» Set problem
Copy the part of the listing that opens with the line containing "target: grey background" and closes with the line containing "100], [149, 213]]]", both lines included. Shift every vertex coordinate in that part by adding 122 to it, and leave all other text unchanged.

» Task data
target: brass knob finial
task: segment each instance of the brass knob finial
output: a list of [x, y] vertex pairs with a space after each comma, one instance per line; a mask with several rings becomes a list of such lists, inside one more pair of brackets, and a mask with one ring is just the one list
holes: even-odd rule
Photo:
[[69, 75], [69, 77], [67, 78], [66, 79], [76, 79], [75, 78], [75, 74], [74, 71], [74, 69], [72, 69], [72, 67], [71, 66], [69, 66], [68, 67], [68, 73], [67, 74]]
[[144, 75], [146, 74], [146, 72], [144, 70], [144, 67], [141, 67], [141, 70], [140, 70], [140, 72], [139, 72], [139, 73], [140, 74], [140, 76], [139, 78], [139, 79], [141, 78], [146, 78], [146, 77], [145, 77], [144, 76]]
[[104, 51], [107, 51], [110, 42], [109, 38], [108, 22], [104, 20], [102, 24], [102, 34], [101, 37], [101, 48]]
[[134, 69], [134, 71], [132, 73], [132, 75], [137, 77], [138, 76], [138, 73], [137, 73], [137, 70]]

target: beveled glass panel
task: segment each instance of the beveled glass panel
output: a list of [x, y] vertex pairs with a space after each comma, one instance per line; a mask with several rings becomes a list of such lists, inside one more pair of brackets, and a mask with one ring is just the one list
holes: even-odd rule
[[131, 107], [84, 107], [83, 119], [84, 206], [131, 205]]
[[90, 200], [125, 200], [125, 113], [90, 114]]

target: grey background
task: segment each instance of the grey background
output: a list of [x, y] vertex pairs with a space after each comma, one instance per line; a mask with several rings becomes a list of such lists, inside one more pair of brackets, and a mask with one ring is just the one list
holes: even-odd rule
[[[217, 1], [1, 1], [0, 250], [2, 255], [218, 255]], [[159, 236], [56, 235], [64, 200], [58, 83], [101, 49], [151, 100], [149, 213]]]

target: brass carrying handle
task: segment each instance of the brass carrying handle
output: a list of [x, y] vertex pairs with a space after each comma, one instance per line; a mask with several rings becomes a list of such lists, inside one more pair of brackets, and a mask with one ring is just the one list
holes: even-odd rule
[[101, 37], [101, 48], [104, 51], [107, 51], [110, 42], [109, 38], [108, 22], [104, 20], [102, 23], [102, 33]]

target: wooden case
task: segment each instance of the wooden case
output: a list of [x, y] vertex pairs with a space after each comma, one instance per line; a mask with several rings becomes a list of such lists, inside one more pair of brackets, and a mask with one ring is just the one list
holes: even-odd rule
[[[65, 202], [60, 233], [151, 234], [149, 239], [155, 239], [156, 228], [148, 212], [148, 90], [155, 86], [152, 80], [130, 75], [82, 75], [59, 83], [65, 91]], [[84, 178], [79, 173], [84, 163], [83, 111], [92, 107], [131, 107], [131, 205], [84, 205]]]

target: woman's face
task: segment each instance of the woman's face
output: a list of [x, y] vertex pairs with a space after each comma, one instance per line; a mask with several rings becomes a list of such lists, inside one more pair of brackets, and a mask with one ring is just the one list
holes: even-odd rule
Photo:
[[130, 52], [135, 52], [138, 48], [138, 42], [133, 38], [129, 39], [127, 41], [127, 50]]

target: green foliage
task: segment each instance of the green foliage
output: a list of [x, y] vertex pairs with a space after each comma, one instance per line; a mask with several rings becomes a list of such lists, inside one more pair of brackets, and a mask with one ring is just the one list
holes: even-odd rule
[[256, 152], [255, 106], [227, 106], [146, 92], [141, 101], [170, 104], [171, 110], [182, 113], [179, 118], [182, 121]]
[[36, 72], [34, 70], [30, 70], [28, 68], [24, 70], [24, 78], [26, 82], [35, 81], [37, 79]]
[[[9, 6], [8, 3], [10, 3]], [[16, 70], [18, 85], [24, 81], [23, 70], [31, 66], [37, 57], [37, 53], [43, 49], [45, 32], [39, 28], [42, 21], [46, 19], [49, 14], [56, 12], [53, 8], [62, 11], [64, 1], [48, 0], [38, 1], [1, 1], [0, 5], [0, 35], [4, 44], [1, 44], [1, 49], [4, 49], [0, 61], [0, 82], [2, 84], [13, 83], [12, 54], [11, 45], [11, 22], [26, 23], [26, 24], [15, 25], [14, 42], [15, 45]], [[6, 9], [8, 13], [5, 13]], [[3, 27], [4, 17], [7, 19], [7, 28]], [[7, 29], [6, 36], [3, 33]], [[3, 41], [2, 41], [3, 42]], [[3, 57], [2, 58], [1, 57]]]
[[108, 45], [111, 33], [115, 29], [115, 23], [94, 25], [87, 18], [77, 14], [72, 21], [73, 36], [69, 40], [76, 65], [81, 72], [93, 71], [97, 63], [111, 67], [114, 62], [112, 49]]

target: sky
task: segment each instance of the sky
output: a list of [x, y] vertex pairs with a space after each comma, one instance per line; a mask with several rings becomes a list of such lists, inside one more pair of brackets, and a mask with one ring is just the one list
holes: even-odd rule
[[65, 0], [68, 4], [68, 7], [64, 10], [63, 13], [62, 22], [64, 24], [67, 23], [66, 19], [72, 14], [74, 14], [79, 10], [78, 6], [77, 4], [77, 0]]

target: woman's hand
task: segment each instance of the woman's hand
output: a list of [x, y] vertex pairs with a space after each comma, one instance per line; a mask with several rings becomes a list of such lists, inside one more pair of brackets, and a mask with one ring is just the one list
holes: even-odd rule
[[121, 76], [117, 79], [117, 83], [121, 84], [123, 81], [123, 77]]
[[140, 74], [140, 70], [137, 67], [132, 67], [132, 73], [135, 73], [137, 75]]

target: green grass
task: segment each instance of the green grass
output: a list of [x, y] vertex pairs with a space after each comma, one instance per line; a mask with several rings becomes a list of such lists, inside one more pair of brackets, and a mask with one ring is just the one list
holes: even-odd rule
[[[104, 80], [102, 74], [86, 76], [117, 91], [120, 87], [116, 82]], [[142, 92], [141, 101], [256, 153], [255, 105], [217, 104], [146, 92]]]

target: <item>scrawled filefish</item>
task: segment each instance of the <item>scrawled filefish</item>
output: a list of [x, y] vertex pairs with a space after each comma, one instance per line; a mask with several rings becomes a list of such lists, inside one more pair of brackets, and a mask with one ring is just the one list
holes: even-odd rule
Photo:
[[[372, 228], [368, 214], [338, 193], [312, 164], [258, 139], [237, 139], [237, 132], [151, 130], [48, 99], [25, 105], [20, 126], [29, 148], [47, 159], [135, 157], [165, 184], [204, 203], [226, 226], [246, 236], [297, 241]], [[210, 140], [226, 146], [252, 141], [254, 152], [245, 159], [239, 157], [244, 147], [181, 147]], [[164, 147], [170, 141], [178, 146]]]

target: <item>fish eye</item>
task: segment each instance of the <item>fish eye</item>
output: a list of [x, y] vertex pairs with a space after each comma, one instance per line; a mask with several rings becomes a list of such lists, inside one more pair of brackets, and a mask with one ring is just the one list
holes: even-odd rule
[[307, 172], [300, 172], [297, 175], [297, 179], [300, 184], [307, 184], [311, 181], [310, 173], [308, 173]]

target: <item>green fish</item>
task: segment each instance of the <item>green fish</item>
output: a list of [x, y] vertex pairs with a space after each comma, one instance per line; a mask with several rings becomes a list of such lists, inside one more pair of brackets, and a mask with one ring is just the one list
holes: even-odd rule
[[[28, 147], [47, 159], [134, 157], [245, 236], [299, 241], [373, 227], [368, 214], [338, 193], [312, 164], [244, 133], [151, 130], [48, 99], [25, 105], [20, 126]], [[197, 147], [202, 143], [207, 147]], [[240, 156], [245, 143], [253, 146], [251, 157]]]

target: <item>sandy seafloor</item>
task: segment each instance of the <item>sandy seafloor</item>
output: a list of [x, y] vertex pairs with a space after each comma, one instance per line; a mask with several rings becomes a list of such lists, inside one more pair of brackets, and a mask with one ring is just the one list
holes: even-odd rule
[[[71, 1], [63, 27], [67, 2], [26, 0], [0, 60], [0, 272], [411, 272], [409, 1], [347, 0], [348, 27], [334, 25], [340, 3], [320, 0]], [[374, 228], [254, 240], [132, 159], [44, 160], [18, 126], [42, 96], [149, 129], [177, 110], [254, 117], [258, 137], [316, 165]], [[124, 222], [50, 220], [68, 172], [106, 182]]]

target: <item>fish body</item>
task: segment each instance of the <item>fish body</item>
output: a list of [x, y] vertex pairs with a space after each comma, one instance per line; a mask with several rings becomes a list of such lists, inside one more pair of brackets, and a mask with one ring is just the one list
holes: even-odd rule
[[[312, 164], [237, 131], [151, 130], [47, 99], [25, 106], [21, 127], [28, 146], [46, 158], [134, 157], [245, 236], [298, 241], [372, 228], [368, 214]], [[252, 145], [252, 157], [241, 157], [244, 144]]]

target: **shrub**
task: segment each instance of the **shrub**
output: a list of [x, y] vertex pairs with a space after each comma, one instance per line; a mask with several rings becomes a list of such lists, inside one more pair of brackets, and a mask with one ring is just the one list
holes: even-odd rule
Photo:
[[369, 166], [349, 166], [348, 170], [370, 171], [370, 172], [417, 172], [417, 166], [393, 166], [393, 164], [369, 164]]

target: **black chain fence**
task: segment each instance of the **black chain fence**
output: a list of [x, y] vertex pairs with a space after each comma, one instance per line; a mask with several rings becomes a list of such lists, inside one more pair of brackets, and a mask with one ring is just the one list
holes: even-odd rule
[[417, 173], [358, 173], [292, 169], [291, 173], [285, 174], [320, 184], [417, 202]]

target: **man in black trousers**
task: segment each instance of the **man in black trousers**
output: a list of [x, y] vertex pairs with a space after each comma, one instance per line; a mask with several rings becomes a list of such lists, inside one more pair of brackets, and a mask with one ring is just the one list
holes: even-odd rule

» Reply to the task
target: grey background
task: segment each instance of the grey background
output: a list of [x, y] vertex pairs with a space after each comma, one instance per line; a mask with several rings becomes a list of such lists, inside one more pair of brackets, and a mask with one ring is just the one list
holes: even-odd rule
[[[339, 123], [123, 123], [122, 372], [124, 377], [340, 377]], [[281, 358], [178, 357], [186, 322], [180, 205], [223, 171], [273, 222], [271, 335]]]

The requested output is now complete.